### WRITTEN EXERCISE
Please copy only these lines of the data below, word for word: begin at the line that contains "Can you see the pine" and stop after the line that contains "column 1237, row 127".

### DATASET

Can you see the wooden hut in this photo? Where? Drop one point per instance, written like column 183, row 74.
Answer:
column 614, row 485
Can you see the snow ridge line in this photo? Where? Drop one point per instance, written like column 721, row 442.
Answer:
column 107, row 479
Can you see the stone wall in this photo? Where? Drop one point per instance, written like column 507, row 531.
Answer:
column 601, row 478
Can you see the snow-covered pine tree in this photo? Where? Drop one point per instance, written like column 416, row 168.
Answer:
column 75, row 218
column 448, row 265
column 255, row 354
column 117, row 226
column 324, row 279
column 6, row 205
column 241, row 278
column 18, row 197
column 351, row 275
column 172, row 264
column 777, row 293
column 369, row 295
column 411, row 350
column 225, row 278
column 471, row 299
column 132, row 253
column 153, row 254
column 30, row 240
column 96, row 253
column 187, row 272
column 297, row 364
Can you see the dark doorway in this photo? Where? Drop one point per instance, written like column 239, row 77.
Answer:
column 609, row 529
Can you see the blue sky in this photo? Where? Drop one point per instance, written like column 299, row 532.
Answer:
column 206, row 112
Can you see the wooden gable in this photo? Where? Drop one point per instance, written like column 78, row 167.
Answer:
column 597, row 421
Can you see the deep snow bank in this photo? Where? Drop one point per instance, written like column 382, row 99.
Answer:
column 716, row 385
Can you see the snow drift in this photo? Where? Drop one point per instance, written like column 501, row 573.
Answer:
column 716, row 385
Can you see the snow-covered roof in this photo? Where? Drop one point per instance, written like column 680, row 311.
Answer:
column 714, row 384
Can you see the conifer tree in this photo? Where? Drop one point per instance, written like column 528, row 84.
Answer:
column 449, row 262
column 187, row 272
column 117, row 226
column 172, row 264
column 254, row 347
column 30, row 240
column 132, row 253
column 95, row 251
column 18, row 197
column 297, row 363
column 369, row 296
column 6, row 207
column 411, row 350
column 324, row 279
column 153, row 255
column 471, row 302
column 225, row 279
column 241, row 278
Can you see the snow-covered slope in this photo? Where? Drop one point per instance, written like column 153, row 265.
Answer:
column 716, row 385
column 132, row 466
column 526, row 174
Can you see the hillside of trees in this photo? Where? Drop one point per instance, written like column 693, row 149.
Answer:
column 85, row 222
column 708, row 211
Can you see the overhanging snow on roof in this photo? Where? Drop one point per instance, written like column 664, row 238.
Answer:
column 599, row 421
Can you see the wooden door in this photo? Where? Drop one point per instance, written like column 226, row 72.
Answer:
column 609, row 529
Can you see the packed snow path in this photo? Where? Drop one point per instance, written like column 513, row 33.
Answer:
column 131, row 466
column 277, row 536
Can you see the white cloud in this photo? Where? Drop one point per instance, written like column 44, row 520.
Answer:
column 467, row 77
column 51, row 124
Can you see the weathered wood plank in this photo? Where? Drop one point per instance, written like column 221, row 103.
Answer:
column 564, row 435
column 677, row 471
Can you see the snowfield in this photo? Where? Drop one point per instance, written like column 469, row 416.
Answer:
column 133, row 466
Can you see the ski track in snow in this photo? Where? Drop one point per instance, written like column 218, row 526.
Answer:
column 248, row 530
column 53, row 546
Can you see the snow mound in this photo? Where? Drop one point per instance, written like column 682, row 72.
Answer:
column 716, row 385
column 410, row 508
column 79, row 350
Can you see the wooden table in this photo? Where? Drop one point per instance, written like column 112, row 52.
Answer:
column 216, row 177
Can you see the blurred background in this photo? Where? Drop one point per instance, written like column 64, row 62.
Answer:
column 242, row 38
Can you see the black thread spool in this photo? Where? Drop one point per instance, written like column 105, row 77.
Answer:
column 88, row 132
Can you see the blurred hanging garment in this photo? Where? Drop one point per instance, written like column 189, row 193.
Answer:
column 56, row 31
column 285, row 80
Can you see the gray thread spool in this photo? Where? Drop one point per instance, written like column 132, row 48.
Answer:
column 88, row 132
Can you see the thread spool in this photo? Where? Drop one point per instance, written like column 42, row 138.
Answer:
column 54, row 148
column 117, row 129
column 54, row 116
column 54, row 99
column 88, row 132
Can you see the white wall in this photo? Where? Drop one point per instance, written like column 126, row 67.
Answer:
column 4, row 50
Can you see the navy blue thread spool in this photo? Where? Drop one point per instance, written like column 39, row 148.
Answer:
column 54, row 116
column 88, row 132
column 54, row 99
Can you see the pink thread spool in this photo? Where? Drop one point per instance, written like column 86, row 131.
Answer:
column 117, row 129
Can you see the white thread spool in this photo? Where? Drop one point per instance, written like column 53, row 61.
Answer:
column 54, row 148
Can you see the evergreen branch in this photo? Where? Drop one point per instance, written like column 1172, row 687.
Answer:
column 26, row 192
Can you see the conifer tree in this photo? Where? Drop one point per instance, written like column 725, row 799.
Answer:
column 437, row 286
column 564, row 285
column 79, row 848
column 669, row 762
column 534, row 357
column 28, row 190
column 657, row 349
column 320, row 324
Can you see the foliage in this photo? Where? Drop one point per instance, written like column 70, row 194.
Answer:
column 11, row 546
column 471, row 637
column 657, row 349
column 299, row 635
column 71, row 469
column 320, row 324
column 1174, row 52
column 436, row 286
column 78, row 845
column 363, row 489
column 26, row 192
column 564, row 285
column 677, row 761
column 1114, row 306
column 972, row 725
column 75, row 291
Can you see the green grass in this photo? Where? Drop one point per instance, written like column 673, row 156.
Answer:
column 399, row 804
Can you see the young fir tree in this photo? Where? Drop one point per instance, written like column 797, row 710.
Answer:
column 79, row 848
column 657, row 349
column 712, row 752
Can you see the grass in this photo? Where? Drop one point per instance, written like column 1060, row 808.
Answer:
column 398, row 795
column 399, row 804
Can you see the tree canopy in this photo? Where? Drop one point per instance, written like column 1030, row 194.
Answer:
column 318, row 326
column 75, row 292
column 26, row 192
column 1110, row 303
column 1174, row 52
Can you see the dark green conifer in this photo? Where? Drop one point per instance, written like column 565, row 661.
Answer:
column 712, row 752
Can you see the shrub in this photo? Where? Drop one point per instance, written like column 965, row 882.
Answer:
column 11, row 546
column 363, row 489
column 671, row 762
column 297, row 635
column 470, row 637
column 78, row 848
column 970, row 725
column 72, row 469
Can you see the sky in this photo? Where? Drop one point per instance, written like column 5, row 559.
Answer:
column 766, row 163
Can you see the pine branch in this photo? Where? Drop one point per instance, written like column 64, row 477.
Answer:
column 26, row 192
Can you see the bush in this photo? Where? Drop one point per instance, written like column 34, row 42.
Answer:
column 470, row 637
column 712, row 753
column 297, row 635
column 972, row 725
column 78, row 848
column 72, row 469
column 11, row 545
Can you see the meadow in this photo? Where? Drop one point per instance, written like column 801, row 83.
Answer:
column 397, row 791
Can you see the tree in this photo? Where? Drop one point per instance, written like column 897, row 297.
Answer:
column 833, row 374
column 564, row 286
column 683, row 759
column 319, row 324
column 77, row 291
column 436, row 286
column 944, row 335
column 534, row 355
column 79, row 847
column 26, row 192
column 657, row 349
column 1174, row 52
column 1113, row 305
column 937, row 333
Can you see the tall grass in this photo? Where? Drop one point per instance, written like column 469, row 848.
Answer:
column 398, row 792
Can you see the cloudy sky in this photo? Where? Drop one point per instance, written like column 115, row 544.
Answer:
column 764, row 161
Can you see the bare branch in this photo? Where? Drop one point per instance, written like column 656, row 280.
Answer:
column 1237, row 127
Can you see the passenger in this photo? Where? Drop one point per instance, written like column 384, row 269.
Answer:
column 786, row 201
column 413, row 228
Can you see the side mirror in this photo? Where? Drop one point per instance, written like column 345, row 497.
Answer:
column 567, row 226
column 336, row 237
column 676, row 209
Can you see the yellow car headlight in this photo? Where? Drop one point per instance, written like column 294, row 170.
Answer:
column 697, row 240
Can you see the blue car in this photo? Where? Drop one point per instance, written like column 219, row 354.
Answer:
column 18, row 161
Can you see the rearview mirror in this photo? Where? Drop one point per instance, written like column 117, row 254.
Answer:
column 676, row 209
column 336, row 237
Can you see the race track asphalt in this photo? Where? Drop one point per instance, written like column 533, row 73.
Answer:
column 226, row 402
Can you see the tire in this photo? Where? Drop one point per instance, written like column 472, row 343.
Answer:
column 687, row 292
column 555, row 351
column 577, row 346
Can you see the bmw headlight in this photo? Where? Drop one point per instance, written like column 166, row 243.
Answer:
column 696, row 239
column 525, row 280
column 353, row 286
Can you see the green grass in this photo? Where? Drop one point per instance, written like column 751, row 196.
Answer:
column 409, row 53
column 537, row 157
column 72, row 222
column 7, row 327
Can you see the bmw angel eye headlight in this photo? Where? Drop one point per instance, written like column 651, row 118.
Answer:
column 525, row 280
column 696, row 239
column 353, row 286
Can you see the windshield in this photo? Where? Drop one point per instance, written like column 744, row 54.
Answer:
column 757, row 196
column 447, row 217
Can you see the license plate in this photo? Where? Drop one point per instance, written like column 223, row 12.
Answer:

### REPLY
Can you see the pine branch in this photo? Where? Drop one point per instance, written like column 64, row 477.
Answer:
column 26, row 192
Can you see the bush in this photo? Where? Drop one point per instance, written like column 34, row 42.
Answer:
column 470, row 637
column 712, row 753
column 297, row 635
column 972, row 725
column 78, row 848
column 72, row 469
column 11, row 545
Can you see the meadow in this photo? Where? Drop one point per instance, written like column 801, row 83.
Answer:
column 397, row 791
Can you see the tree in this photo? Where? Drop one point per instance, written like column 897, row 297.
Answer:
column 833, row 374
column 564, row 286
column 683, row 759
column 319, row 324
column 77, row 291
column 436, row 286
column 944, row 335
column 534, row 355
column 79, row 847
column 26, row 192
column 657, row 349
column 1174, row 52
column 1113, row 305
column 937, row 333
Can you see the tall grass in this photo? Where? Drop one point per instance, written like column 469, row 848.
Answer:
column 398, row 792
Can you see the cloudy sky in this photo? Where? Drop one point per instance, written like column 115, row 544.
Answer:
column 764, row 161
Can you see the bare branch in this photo? Where? Drop one point per instance, written like column 656, row 280.
Answer:
column 1237, row 127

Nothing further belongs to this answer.